-- START Given text --

There are two fundamental ways to approach alert regulations. The ACBL assumes a standard system and approach, and requires alerts for actions that differ sufficiently from this approach. The WBF and a number of other jurisdictions start from the concept that natural bids do not need alerting and artificial ones do. This gets modified a bit, so natural calls that are unexpectedly either forcing or non-forcing still require an alert, and some artificial calls are so common that they have special exceptions.

One artificial call that does not require an alert in many jurisdictions is 2C as some sort of major ask. It's alertable in the WBF, not alertable in the ACBL, alertable in the ABF if after a 1NT overcall, but not after a 1NT opening, and announced in other jurisdictions.

Another simple example is a 1C opening which may include 4432. You don't alert this in the ACBL, you announce it in the ABF (2+), you alert it in the WBF, and in Poland you alert it because it's not a Polish 1C opener. Other jurisdictions will have different rules. If you can open 1C on other shapes with a 2-card club suit, such as 4342, then the rules change. You alert in the ACBL and you announce differently in the ABF (2+, unusual). And so on.

-- END Given text --
-- START Extracted information --

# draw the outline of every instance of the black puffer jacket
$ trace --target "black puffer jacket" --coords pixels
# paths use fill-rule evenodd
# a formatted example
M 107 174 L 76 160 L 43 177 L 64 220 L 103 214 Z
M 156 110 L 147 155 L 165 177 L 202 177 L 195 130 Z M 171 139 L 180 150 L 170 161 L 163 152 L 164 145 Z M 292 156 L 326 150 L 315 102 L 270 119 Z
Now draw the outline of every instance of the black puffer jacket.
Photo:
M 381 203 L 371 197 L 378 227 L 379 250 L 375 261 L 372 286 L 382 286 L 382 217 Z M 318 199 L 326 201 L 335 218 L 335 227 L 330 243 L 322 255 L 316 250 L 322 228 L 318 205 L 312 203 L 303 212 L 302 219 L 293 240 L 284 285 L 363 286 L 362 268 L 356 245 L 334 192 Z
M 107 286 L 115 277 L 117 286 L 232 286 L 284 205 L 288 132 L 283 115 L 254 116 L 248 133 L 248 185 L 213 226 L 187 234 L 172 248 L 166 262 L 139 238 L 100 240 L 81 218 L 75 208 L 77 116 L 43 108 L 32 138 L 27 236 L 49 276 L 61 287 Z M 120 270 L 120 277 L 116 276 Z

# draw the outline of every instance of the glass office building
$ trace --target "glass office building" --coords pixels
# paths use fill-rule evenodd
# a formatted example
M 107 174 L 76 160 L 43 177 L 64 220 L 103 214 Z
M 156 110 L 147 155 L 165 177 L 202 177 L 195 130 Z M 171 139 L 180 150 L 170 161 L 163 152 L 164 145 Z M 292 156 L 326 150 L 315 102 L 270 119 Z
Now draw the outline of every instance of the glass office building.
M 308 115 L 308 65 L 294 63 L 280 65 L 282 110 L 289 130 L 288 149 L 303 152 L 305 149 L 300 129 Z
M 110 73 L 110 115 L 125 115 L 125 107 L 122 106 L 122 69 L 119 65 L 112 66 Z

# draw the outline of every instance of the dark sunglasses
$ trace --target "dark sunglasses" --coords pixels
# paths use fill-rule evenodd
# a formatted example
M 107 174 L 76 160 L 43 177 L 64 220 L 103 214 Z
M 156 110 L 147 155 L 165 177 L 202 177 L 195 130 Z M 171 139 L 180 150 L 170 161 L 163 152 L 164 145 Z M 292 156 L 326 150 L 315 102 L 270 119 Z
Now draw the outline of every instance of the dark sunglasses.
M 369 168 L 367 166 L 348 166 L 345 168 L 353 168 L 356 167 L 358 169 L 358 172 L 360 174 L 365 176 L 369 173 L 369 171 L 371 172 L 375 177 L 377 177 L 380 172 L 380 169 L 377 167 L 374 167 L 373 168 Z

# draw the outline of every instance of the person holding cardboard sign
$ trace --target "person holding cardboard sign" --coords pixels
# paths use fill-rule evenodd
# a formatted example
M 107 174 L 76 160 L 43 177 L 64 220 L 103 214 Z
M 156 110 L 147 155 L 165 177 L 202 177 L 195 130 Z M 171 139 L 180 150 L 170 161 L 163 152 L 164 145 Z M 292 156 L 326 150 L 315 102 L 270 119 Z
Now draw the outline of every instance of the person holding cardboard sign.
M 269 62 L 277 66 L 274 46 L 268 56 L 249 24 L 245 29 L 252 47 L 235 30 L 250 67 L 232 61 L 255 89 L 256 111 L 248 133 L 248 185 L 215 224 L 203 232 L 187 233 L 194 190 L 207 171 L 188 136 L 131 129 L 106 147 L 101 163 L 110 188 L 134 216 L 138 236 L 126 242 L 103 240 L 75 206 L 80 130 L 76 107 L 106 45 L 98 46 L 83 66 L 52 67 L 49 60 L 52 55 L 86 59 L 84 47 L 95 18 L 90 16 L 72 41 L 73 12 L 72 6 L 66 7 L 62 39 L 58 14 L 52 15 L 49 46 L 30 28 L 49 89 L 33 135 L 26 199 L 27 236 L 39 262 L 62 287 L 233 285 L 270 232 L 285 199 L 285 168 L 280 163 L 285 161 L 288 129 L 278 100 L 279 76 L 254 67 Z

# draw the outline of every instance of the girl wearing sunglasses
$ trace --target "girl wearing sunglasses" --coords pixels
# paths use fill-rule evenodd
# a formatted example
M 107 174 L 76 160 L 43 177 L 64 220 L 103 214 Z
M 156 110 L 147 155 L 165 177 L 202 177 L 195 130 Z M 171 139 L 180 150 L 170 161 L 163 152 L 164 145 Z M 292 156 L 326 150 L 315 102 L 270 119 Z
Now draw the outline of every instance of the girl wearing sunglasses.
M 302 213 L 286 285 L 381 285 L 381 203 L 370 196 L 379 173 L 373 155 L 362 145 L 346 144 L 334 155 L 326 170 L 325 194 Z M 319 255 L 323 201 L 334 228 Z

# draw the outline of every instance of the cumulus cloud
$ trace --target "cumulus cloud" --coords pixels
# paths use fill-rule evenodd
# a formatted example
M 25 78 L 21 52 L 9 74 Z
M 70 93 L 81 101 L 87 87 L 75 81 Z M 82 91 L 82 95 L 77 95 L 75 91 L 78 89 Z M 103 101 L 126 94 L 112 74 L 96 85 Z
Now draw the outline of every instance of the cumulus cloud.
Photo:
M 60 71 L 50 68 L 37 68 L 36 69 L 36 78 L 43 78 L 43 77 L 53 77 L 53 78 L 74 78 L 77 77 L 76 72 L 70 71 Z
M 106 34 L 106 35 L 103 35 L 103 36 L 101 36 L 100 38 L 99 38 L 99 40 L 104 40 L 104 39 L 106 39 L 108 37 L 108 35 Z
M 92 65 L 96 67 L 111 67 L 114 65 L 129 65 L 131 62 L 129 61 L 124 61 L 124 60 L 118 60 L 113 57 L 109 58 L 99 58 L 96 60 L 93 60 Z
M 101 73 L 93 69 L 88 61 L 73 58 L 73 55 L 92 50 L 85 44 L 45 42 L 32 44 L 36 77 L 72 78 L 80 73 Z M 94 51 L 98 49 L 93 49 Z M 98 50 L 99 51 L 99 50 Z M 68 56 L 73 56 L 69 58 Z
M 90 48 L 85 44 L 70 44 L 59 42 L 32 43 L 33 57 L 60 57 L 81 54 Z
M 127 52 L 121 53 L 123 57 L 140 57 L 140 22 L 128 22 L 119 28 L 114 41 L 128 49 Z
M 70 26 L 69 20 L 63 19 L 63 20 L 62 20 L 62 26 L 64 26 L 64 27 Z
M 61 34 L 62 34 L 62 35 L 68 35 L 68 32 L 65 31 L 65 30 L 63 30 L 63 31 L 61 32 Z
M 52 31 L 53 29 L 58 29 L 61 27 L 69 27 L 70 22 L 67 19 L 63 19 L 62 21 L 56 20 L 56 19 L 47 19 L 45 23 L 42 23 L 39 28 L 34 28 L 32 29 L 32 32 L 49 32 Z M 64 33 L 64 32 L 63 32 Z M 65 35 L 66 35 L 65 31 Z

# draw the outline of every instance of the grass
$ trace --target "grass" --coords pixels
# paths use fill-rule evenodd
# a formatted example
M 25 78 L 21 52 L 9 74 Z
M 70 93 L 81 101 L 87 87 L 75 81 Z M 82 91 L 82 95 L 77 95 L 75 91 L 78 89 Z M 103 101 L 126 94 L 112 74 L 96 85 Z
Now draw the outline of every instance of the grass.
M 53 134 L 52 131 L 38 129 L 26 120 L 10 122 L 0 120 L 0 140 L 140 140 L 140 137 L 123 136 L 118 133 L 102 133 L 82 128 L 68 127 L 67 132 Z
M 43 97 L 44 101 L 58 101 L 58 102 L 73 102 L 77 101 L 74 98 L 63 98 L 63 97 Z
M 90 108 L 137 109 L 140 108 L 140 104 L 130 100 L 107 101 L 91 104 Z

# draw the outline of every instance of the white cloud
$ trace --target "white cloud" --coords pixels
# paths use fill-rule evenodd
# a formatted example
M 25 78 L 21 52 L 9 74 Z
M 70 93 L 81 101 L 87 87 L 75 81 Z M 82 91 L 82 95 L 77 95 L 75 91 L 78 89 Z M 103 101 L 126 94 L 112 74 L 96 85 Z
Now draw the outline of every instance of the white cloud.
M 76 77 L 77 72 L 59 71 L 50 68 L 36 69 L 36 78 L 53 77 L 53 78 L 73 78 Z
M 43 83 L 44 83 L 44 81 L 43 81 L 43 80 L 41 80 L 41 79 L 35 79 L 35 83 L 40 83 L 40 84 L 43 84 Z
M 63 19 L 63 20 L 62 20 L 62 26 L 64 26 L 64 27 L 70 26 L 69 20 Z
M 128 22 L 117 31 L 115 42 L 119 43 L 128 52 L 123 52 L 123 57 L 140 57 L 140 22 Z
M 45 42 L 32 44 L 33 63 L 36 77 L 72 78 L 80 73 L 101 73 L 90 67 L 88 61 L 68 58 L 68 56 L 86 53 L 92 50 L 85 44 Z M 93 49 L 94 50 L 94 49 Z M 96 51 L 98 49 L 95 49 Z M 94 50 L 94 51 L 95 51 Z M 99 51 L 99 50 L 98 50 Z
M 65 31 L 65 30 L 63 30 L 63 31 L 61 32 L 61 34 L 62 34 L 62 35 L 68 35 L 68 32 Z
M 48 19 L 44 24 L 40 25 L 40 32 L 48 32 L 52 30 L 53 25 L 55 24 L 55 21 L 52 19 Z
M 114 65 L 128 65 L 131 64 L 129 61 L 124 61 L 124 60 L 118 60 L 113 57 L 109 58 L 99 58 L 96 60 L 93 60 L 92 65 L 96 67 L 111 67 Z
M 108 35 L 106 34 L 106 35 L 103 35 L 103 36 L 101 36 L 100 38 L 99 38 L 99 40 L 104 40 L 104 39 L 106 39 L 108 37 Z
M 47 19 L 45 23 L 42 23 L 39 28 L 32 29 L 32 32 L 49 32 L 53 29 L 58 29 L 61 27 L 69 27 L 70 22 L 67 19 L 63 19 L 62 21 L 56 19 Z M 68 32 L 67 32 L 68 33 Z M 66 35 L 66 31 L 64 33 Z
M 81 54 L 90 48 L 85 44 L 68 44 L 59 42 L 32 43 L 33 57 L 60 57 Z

-- END Extracted information --

Problems to solve:
1: Please print the passage on bridge alert rules between "Another simple example" and "unusual). And so on.", inclusive.
2: In the passage on bridge alert rules, what concept do the WBF and a number of other jurisdictions start from?
3: Pick up the passage on bridge alert rules where it stops and keep it going.
The records were drawn from a separate source.

Final answers:
1:
Another simple example is a 1C opening which may include 4432. You don't alert this in the ACBL, you announce it in the ABF (2+), you alert it in the WBF, and in Poland you alert it because it's not a Polish 1C opener. Other jurisdictions will have different rules. If you can open 1C on other shapes with a 2-card club suit, such as 4342, then the rules change. You alert in the ACBL and you announce differently in the ABF (2+, unusual). And so on.

2: Natural bids do not need alerting, and artificial ones do.

3:
Another major point of difference is whether and when to alert doubles and cue bids. The ABF and the WBF never alert doubles (although I notice you are supposed to alert some redoubles in the WBF - never realised that), the EBU has simple rules about when to alert, and they're more complex in the ACBL. Cue bids are complex.

The advantage of the first approach is that if there is a standard approach, alerts work well to highlight differences. The disadvantage is that it helps set the idea of a standard and players have to know it as well as their own system. Another major point of difference is the length of the regulations. The WBF has a one-page alerting policy, while the ACBL's alert procedures are 13 pages.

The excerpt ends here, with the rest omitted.